==== Data extract ====

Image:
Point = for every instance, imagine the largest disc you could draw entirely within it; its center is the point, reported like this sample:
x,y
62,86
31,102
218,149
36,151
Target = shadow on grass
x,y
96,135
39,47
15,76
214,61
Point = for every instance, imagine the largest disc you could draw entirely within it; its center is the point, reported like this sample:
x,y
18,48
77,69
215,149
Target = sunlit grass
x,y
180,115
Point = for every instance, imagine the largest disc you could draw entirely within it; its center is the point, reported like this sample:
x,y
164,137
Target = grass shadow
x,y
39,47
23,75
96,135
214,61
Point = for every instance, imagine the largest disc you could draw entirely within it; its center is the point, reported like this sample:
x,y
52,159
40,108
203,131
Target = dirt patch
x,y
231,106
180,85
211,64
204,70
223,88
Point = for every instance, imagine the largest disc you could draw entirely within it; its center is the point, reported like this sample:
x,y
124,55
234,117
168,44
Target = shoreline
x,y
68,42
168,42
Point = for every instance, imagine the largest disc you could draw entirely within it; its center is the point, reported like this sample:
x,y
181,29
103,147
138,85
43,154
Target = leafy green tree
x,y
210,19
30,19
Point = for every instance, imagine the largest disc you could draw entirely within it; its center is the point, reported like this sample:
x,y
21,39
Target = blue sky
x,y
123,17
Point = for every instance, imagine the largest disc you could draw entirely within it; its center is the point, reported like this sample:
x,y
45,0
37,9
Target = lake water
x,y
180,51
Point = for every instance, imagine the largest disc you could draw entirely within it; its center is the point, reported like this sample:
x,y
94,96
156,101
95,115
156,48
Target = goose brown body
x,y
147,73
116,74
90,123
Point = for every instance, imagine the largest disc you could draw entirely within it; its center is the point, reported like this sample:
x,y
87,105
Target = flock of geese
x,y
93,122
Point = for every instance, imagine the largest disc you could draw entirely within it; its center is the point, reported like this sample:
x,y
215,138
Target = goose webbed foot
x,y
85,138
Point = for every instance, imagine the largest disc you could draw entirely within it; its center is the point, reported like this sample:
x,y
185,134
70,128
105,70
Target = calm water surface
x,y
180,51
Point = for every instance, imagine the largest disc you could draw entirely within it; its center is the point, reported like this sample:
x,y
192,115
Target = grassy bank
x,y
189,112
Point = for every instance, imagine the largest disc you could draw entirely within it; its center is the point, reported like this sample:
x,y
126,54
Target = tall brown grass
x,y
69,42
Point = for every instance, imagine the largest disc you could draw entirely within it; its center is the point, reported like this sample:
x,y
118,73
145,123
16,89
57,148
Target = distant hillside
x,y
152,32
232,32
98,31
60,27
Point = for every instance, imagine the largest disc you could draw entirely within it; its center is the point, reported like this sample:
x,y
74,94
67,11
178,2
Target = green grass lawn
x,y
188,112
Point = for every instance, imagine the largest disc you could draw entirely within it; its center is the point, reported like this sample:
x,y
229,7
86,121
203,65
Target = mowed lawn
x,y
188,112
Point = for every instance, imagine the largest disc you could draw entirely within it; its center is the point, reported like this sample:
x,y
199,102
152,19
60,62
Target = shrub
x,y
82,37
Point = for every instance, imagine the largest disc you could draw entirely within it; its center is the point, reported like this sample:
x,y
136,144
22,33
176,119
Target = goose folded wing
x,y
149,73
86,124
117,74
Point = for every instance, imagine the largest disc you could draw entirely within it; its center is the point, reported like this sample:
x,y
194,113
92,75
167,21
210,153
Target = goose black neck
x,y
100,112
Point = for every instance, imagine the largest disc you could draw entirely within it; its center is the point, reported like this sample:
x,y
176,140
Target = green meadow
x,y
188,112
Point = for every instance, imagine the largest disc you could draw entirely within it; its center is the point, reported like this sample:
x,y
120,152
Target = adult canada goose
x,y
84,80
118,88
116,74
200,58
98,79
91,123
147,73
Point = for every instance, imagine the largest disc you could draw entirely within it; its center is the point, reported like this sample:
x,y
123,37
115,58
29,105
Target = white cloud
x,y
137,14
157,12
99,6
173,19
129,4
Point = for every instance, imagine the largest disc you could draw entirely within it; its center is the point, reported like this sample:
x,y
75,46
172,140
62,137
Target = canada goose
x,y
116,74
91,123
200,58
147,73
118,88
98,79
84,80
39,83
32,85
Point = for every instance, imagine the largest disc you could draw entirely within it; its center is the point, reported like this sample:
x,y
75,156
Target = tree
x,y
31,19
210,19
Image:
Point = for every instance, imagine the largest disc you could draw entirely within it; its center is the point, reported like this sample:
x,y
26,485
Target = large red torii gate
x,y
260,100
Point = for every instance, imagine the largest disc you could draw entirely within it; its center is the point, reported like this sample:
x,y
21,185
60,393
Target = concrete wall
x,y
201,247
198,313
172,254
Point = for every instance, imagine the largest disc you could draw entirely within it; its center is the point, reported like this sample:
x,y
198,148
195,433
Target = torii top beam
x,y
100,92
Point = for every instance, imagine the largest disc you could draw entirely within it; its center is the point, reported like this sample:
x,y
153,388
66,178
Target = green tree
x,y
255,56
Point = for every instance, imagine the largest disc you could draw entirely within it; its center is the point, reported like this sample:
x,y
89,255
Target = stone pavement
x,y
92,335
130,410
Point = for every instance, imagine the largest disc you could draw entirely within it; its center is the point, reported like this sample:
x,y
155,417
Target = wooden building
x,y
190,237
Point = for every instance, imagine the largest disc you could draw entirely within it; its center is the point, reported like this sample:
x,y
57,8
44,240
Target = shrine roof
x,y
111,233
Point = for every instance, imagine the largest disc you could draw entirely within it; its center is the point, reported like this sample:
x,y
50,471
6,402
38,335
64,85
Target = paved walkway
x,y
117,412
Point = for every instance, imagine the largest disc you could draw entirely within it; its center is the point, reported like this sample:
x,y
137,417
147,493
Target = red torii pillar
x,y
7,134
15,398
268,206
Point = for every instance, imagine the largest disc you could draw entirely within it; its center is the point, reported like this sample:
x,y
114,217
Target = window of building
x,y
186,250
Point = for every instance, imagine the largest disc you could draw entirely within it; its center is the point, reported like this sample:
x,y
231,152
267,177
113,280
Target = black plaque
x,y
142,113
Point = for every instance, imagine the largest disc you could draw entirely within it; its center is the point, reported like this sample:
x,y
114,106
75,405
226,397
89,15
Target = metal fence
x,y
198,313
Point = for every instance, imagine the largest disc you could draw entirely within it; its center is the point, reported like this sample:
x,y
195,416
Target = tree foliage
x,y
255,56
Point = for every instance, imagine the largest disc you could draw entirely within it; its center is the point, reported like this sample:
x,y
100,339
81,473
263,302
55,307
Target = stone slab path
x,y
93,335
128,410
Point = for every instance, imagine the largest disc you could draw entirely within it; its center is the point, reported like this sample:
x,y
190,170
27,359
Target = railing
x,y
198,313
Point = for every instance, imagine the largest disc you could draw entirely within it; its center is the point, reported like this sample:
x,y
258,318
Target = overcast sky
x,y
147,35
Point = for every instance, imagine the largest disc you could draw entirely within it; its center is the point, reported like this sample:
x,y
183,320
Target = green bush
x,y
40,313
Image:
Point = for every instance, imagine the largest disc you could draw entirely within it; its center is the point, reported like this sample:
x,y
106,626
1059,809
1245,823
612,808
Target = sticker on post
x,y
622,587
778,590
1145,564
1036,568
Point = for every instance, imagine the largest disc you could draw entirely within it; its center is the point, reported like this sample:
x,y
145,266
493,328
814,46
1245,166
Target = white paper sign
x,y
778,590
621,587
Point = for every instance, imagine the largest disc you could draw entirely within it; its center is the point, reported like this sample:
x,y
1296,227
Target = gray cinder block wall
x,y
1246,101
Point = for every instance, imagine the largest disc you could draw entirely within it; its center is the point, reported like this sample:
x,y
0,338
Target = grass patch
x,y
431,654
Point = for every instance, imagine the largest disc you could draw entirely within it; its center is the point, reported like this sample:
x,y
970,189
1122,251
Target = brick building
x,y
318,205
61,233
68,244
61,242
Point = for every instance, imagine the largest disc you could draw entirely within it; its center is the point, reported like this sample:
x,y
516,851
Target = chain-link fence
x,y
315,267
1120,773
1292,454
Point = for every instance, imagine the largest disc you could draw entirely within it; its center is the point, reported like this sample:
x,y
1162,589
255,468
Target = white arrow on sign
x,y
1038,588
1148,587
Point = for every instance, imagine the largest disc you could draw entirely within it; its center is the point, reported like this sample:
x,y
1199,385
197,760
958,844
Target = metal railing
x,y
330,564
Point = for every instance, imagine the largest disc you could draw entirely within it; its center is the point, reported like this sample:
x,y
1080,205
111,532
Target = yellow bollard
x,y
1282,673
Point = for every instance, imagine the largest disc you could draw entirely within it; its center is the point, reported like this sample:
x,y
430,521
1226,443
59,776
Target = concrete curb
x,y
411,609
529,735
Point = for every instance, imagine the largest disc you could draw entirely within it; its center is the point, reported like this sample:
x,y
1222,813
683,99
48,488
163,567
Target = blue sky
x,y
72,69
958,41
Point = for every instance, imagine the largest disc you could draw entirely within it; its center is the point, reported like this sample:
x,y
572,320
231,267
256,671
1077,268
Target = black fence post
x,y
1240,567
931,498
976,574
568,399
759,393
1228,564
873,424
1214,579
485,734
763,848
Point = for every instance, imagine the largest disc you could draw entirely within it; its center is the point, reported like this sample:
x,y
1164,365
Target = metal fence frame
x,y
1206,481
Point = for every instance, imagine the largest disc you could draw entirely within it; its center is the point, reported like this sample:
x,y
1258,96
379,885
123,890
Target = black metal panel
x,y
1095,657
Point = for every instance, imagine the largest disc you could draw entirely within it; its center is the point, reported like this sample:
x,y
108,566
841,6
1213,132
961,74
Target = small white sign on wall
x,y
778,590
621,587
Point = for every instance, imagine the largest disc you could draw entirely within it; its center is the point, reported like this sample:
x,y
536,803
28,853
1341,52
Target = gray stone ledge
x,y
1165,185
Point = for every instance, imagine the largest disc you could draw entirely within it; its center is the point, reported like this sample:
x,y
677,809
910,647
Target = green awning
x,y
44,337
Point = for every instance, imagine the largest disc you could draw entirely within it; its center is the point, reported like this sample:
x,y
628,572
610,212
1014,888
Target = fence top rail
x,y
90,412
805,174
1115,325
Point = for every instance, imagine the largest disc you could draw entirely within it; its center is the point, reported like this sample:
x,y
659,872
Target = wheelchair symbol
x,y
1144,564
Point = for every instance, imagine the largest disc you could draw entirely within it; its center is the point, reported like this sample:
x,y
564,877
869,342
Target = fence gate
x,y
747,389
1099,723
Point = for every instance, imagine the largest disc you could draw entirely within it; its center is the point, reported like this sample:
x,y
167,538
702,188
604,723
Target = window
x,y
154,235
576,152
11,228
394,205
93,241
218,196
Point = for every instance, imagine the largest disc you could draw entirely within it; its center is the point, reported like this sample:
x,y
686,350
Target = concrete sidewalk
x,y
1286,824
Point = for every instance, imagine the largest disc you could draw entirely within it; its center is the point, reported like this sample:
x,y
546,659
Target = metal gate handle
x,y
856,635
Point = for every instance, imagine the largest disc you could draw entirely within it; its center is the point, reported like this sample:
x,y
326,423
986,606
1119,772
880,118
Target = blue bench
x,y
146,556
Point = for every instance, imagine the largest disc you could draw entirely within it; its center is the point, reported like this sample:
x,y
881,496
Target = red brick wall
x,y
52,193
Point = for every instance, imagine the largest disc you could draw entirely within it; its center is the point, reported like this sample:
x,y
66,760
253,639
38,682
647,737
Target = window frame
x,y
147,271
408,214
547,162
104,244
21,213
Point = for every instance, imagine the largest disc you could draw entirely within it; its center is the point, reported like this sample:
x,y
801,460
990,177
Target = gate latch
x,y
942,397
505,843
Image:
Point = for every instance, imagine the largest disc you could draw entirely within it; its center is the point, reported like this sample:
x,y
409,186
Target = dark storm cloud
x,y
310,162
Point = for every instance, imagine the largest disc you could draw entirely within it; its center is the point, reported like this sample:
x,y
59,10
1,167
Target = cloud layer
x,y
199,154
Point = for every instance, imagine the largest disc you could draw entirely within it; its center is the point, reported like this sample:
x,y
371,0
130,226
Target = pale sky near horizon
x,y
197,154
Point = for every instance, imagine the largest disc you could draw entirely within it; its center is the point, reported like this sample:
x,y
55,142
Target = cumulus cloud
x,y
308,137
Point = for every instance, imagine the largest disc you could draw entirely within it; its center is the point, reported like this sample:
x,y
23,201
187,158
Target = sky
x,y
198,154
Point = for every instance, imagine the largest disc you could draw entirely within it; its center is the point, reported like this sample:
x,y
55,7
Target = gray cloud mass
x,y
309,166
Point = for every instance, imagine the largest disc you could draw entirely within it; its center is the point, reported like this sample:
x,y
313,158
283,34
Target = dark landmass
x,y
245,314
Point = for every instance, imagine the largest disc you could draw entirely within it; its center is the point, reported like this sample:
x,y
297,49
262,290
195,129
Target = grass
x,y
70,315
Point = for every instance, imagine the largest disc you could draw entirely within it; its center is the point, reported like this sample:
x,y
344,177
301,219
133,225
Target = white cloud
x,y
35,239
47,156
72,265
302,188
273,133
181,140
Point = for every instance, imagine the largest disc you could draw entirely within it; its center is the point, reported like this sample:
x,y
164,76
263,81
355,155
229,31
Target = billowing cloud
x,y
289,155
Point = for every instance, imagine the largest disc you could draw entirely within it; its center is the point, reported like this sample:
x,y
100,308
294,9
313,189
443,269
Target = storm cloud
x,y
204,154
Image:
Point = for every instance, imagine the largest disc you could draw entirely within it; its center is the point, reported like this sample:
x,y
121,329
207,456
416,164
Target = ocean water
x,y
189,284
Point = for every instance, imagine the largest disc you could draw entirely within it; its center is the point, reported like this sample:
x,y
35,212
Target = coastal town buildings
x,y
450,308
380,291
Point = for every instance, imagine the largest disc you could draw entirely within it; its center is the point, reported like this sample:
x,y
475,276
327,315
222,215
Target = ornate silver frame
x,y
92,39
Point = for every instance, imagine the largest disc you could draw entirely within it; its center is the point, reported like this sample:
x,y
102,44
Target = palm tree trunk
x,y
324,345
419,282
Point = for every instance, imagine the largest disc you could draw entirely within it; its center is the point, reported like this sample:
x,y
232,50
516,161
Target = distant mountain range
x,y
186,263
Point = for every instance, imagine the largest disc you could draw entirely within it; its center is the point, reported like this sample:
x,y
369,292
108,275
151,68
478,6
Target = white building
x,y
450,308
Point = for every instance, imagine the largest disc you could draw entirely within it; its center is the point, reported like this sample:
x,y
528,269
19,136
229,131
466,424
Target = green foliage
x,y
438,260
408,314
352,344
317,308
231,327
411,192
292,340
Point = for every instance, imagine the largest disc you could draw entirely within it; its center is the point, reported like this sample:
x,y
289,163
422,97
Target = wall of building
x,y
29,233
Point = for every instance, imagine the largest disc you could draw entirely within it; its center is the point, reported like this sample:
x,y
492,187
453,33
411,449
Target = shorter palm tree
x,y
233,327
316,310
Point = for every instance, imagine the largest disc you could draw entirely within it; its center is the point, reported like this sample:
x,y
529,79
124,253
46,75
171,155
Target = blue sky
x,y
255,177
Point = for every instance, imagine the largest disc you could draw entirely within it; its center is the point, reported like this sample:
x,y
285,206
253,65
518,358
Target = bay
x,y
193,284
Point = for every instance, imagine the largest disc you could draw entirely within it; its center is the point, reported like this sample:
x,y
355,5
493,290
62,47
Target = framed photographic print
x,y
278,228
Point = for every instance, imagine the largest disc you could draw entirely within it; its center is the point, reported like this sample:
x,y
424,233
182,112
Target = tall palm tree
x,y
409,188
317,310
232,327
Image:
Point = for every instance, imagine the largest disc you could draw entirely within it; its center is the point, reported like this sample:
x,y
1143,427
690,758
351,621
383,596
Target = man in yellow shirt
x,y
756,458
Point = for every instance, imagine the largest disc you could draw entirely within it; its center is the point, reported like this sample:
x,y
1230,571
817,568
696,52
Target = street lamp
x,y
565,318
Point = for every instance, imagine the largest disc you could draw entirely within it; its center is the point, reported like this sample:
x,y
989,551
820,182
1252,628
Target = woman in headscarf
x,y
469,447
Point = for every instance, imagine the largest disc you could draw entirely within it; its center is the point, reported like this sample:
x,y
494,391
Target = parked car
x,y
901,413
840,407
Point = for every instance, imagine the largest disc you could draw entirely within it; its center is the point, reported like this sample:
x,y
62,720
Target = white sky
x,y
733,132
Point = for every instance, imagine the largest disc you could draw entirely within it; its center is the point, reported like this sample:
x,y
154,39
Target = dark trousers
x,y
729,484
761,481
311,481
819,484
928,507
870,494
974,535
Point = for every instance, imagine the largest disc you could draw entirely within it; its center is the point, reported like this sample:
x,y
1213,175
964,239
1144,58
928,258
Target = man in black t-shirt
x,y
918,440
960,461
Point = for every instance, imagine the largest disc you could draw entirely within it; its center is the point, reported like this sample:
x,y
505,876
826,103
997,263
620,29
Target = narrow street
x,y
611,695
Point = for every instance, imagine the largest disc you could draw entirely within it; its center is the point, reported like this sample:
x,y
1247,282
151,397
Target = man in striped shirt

====

Count the lines in the records that contain the word "gray". Reply with the number only.

3